[DATA EXCERPTS]:
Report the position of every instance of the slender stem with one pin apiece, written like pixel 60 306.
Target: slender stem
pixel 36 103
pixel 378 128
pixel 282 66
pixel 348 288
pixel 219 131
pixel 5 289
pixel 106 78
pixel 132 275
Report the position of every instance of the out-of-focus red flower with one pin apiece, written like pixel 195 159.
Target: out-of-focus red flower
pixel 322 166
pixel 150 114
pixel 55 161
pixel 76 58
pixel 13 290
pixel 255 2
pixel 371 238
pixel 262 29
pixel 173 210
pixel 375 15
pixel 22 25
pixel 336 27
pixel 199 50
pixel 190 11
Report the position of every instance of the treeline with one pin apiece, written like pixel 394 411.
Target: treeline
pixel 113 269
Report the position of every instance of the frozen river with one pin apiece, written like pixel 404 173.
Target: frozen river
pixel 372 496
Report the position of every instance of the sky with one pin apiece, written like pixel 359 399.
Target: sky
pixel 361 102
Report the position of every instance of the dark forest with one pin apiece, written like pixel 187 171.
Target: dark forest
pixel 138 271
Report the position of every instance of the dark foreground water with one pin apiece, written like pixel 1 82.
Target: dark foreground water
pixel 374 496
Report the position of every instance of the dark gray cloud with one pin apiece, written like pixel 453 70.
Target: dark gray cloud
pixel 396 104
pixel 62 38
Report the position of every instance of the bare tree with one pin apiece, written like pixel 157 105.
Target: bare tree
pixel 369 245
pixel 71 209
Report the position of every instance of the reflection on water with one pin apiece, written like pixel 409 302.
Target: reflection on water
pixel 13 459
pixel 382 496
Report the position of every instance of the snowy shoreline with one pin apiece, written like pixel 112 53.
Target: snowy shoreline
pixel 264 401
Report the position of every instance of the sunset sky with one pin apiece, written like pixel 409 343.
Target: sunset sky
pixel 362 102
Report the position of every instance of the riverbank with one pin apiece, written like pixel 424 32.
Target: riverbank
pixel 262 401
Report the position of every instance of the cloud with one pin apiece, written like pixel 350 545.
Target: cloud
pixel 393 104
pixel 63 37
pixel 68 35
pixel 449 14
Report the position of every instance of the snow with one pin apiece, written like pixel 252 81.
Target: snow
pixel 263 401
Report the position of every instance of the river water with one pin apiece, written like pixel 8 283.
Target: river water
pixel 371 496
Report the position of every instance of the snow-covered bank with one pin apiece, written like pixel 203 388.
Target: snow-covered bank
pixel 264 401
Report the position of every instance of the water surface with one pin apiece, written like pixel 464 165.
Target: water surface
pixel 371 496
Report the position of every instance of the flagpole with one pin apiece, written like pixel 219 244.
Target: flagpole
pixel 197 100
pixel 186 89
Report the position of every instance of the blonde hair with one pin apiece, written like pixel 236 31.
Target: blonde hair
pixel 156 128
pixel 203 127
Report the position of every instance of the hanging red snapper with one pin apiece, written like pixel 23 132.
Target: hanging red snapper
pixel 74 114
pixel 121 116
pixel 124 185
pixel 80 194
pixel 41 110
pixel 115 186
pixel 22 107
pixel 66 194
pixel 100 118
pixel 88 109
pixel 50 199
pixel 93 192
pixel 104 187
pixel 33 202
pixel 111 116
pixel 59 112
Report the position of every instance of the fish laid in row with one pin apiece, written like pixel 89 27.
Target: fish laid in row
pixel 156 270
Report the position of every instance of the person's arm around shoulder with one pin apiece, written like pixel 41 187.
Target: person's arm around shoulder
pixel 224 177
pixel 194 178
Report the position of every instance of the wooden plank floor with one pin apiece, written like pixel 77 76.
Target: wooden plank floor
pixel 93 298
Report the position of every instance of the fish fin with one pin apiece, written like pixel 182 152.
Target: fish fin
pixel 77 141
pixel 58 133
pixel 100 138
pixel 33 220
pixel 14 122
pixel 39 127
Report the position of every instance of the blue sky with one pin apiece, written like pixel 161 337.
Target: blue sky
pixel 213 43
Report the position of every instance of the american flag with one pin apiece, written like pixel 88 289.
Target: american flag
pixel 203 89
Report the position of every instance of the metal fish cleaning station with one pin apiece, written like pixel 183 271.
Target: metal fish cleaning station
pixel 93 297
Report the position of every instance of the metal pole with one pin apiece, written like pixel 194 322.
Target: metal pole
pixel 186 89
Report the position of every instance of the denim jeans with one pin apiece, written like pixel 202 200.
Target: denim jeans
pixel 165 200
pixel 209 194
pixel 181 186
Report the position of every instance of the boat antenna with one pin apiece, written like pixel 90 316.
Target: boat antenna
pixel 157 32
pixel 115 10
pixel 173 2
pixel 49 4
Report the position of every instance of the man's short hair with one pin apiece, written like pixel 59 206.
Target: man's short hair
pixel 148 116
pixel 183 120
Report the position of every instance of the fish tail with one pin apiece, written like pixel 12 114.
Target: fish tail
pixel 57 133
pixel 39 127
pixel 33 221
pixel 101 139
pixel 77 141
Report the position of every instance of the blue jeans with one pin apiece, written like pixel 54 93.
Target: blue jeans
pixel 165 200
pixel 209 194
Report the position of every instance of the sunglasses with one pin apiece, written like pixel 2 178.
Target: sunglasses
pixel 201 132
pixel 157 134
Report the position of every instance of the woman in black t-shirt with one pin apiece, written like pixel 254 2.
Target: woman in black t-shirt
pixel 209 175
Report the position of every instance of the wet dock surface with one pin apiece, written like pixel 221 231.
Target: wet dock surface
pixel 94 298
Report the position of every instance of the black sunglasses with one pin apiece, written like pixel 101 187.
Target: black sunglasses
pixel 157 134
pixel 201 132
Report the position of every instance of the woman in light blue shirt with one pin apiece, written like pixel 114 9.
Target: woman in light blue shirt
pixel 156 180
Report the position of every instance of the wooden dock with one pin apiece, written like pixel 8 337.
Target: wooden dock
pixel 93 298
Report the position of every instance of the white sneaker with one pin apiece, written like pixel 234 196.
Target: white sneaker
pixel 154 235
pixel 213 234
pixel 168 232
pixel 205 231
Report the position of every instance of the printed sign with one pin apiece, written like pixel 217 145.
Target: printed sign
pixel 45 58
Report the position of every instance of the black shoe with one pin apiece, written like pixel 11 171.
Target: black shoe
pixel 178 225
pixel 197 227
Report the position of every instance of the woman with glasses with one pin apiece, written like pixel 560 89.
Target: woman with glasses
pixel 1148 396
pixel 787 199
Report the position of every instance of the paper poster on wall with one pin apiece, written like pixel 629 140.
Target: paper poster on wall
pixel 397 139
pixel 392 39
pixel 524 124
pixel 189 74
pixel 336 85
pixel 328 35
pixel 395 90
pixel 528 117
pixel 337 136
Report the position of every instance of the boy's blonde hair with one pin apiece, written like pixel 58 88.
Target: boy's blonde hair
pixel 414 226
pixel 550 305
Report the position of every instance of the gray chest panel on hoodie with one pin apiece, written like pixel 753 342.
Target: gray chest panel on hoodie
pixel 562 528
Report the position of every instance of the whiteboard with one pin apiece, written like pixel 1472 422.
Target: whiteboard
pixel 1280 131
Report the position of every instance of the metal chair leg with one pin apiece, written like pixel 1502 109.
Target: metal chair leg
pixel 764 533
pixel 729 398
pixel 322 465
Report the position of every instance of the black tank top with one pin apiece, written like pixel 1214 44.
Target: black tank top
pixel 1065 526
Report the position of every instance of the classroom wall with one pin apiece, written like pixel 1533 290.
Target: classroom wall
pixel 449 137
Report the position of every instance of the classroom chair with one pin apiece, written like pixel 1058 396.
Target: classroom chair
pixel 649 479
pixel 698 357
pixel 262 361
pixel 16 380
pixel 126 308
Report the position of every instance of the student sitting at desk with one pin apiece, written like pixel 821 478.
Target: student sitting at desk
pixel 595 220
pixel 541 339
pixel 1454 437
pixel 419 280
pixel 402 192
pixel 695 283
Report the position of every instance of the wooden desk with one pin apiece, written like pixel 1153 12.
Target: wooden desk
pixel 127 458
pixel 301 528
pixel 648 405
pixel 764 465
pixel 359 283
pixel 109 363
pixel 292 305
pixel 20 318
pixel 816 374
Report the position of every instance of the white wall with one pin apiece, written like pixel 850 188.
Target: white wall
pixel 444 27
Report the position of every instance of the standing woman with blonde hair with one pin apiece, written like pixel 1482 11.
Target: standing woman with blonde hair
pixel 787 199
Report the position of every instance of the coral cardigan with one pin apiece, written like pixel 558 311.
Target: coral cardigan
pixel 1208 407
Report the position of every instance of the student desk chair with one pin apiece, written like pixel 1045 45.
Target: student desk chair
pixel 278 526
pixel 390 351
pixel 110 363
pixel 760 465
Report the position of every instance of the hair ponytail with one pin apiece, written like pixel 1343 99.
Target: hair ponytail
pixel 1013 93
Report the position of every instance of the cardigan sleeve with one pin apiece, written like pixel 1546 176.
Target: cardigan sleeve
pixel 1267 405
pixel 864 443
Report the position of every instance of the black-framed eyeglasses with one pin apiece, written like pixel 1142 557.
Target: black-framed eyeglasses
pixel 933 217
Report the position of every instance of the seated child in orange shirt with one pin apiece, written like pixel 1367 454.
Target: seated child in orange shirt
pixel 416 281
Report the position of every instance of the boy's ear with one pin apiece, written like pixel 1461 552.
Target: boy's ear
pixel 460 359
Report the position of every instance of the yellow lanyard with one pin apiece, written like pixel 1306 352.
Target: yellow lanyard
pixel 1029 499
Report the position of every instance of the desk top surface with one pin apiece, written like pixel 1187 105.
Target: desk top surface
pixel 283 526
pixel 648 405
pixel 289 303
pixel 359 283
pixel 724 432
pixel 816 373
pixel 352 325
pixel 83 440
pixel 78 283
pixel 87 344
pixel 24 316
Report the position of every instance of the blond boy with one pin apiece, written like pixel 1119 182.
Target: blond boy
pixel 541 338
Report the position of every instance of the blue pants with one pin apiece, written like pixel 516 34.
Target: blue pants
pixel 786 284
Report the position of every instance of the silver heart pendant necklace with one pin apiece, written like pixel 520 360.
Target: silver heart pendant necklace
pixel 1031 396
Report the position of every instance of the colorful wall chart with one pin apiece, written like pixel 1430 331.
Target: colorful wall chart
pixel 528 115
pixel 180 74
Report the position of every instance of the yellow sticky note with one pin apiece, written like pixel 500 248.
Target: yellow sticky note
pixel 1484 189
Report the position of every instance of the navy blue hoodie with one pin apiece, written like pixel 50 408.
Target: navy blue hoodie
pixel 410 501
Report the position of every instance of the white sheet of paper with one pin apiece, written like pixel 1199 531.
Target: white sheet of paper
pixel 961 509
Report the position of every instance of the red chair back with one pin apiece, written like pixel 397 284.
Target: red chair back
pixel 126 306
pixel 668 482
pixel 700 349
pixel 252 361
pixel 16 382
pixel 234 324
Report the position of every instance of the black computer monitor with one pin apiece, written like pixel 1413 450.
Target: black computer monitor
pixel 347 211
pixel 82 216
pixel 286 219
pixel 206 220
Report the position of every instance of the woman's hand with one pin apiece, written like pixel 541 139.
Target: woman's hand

[WRITTEN EXERCISE]: Quote the data between the lines holding "Report the position of every instance of the fish fin" and "pixel 203 89", inclusive, reproducing them word for word.

[THE RESULT]:
Report the position of every instance of the fish fin with one pin apiece, written like pixel 182 152.
Target: fish fin
pixel 77 141
pixel 58 133
pixel 100 138
pixel 33 220
pixel 14 122
pixel 39 127
Report the position of every instance of the blue sky with one pin apiece, written like pixel 161 337.
Target: blue sky
pixel 213 43
Report the position of every instance of the american flag with one pin apiece, written like pixel 88 289.
Target: american flag
pixel 203 89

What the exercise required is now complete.